Stored data entries
=-=-=

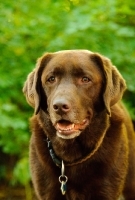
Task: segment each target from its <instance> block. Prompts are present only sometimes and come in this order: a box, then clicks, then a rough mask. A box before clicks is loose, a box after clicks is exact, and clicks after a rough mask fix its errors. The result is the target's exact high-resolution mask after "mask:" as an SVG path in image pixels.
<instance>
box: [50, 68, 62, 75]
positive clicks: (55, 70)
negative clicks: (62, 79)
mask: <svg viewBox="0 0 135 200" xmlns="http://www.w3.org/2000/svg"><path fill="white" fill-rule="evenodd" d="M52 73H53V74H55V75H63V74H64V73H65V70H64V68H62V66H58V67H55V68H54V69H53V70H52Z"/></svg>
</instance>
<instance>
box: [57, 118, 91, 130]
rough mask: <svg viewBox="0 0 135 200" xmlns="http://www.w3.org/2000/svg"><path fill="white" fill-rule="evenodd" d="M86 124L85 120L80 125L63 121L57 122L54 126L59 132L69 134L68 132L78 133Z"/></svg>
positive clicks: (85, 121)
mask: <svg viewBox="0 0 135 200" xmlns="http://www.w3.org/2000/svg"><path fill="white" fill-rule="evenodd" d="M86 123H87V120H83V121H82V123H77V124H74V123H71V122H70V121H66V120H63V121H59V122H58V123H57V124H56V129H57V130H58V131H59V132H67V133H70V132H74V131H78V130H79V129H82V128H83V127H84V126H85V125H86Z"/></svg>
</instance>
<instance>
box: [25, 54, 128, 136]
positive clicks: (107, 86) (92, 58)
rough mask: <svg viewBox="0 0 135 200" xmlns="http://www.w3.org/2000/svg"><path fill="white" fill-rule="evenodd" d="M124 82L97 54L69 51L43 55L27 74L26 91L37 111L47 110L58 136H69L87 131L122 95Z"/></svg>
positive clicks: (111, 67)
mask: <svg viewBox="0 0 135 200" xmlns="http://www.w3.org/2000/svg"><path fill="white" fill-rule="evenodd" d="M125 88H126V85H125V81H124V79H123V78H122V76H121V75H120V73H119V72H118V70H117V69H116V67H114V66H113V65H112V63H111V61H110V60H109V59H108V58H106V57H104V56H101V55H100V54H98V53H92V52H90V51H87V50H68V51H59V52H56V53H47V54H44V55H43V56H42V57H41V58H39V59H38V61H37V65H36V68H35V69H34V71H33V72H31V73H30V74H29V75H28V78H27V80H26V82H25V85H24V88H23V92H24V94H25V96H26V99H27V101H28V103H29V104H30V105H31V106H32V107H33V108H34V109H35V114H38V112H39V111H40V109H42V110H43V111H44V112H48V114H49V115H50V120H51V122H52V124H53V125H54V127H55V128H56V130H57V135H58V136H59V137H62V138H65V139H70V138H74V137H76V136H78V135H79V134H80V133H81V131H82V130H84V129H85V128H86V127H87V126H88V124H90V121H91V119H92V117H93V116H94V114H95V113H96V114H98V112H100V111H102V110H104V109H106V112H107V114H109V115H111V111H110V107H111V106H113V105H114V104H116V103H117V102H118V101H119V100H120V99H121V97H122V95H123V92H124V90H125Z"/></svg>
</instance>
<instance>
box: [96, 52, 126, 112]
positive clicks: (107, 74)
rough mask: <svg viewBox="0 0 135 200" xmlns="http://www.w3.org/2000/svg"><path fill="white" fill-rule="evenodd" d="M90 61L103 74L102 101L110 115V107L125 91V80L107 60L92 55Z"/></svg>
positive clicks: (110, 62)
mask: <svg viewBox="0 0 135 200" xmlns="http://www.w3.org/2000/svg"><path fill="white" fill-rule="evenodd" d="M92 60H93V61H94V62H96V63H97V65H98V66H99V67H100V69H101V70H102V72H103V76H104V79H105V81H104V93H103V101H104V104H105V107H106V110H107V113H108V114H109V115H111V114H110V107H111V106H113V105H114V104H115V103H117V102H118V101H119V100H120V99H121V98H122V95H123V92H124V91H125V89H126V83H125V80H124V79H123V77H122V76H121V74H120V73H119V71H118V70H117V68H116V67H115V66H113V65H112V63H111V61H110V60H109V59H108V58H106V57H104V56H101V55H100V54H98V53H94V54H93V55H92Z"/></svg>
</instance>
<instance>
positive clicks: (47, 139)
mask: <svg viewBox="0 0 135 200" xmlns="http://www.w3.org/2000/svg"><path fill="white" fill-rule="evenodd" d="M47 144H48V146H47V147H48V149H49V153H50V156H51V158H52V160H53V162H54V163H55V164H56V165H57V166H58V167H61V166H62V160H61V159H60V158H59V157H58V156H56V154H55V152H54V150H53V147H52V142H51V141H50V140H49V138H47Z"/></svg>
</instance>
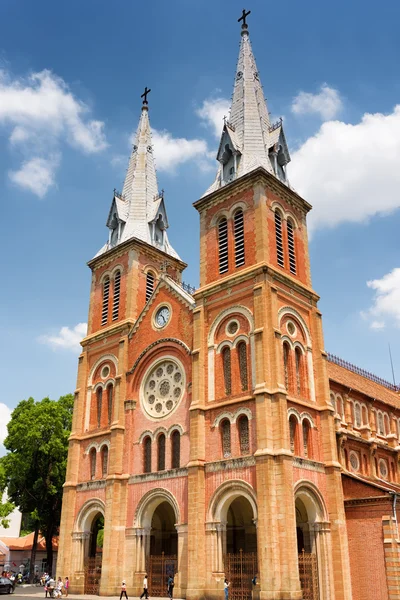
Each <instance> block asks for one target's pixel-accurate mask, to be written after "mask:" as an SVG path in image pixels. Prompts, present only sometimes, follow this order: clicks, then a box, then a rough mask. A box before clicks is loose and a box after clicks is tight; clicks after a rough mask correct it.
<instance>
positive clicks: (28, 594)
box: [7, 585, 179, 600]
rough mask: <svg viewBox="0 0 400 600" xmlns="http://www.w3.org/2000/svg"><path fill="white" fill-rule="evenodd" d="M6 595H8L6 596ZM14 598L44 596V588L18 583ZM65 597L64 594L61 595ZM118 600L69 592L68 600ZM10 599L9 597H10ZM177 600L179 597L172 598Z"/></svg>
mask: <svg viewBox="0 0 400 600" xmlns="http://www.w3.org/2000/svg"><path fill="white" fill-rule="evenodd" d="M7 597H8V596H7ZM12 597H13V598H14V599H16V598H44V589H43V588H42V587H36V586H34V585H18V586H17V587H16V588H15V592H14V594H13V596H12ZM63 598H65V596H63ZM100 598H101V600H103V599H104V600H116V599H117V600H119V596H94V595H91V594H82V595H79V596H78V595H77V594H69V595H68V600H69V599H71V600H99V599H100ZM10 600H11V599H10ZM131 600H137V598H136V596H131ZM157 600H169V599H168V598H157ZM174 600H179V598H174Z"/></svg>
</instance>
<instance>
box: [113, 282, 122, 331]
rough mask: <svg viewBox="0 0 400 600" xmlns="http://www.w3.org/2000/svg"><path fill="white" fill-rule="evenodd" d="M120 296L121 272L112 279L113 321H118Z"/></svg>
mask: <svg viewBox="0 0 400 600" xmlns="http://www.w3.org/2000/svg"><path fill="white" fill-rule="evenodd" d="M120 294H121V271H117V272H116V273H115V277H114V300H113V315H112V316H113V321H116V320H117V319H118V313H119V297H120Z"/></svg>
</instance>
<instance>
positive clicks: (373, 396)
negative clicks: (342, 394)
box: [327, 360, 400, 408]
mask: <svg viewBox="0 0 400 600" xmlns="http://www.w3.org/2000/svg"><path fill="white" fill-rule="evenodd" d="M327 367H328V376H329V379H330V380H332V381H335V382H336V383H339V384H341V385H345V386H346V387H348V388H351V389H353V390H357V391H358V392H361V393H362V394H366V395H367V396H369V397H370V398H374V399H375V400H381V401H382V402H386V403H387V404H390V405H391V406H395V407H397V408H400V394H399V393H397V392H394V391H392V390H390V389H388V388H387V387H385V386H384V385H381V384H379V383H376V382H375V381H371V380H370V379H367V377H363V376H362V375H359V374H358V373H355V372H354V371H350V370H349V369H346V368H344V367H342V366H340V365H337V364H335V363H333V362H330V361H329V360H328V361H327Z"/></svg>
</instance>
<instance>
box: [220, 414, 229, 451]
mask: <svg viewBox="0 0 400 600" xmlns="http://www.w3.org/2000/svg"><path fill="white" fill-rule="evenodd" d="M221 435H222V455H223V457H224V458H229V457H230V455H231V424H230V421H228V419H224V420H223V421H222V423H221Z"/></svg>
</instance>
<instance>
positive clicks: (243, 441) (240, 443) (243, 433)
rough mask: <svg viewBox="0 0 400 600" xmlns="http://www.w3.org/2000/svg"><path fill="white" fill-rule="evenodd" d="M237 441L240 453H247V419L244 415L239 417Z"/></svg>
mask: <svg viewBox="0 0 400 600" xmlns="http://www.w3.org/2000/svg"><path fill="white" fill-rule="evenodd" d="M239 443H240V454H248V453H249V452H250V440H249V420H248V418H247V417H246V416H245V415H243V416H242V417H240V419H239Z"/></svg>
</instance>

=-=-=

**PROMPT:** Copy out nothing but the lines from the beginning of the records through the one that contains "box: [57, 118, 91, 130]". Skip the pictures.

**YOUR RESPONSE:**
Task: segment each target from its <instance> block. Prompts are present only sometimes and come in this order: a box, then clicks, then a rough mask. A box before clicks is loose, a box after clicks is exact, and clicks after a rough mask fix its errors. The result is the target's exact high-resolution mask after "mask:" as an SVG path in image pixels.
<instance>
box: [50, 68, 62, 75]
positive clicks: (55, 70)
negative clicks: (62, 79)
mask: <svg viewBox="0 0 135 200" xmlns="http://www.w3.org/2000/svg"><path fill="white" fill-rule="evenodd" d="M52 73H53V74H55V75H63V74H64V73H65V70H64V68H62V66H58V67H55V68H54V69H53V70H52Z"/></svg>
</instance>
<instance>
box: [57, 118, 91, 130]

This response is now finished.